*GOAL OF THE EXERCISE:*
The first line to keep is the one containing "[(104, 81)]"; restate it and all lines after it through the end of the material, word for word and nothing else.
[[ MATERIAL SUPPLIED open ]]
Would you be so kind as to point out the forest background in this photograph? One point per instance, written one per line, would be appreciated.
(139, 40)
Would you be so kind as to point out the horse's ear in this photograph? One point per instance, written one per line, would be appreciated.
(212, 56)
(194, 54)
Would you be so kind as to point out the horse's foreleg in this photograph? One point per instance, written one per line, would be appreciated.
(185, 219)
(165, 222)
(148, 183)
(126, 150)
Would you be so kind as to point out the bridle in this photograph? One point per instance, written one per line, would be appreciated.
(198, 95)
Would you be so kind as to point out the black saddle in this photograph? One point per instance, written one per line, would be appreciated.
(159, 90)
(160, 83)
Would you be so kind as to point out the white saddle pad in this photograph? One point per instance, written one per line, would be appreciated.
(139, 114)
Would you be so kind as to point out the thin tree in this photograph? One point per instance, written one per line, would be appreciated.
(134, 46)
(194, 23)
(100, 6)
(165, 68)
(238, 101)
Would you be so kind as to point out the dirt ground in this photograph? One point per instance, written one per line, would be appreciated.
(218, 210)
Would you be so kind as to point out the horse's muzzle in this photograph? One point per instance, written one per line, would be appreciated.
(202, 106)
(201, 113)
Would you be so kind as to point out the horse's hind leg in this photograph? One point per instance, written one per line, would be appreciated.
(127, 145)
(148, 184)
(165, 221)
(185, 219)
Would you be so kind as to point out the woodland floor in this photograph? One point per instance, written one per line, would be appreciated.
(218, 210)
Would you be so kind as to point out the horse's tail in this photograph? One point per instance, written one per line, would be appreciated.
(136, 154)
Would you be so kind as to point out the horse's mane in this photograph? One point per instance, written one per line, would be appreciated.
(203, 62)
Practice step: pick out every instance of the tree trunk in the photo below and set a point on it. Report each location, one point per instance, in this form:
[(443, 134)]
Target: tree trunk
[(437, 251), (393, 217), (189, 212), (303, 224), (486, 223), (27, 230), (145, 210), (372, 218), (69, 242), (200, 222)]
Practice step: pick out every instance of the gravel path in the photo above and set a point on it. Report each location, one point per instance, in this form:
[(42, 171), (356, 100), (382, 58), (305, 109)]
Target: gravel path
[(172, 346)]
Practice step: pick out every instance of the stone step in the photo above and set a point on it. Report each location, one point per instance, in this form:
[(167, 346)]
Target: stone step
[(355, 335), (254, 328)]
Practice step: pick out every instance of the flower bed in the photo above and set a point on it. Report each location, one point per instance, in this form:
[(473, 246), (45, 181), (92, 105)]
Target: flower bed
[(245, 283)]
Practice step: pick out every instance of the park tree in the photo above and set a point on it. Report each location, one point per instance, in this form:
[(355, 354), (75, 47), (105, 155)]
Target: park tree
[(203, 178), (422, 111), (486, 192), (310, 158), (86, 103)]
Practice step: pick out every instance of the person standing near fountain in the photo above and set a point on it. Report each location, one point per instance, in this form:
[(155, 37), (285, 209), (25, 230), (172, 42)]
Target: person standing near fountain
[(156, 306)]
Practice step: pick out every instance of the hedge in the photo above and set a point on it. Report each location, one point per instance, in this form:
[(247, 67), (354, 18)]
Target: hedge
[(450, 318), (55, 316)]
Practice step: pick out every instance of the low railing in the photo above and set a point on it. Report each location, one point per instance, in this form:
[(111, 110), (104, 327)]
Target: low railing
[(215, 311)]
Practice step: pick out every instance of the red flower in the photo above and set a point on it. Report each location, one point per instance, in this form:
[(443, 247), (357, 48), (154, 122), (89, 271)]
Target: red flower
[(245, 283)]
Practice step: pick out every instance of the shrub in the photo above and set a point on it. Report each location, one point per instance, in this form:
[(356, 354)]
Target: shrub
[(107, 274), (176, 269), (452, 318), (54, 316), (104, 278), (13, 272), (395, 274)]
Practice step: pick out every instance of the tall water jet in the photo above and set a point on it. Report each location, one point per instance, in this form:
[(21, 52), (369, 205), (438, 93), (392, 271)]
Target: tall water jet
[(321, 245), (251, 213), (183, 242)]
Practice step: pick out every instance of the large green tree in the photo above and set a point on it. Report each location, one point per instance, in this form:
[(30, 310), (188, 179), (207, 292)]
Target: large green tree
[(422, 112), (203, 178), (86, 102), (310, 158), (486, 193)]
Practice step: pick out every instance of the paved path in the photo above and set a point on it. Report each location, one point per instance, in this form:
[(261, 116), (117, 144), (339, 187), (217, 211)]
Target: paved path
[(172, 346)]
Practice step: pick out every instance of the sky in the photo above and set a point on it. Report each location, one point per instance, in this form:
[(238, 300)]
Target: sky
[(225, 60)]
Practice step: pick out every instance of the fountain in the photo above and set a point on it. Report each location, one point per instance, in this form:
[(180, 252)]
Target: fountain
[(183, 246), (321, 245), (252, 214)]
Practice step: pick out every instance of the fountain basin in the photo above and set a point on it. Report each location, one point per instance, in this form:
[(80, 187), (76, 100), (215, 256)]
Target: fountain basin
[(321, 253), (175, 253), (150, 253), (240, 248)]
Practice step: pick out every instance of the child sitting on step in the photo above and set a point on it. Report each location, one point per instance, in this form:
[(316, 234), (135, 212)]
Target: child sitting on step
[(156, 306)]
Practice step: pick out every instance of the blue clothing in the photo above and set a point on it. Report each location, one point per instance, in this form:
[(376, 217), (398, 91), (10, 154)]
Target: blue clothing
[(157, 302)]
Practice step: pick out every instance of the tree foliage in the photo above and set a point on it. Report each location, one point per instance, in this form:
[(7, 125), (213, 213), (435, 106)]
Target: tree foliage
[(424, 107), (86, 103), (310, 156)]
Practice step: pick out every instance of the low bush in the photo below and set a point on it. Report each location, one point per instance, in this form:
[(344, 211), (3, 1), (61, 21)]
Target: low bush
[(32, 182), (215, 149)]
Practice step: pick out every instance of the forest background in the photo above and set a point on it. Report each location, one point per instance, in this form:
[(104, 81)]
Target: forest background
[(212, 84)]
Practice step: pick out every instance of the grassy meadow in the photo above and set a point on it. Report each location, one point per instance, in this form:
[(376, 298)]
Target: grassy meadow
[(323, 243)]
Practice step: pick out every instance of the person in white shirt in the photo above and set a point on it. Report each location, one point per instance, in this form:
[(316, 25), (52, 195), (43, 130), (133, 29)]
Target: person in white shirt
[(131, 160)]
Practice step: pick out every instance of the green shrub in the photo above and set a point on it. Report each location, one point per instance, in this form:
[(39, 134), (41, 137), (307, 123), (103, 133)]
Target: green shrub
[[ MATERIAL SUPPLIED closed ]]
*RESPONSE AREA:*
[(104, 81)]
Target: forest background
[(212, 84)]
Practice step: pick out every instance of the grassy meadow in the photo above and set a point on it. Report each location, one point per instance, in this form:
[(376, 298)]
Target: grassy meadow
[(323, 243)]
Practice step: pick out every instance of the person in white shirt in the photo above and set a point on it. Report each location, one point per instance, in this form:
[(316, 25), (52, 195), (43, 130), (133, 29)]
Target: person in white shirt
[(131, 160)]
Practice step: pick out every instance of the green shrub in the photo above and set a point on it. Report each location, one point per instance, in this form:
[(39, 134), (41, 137), (307, 123), (103, 133)]
Target: green shrub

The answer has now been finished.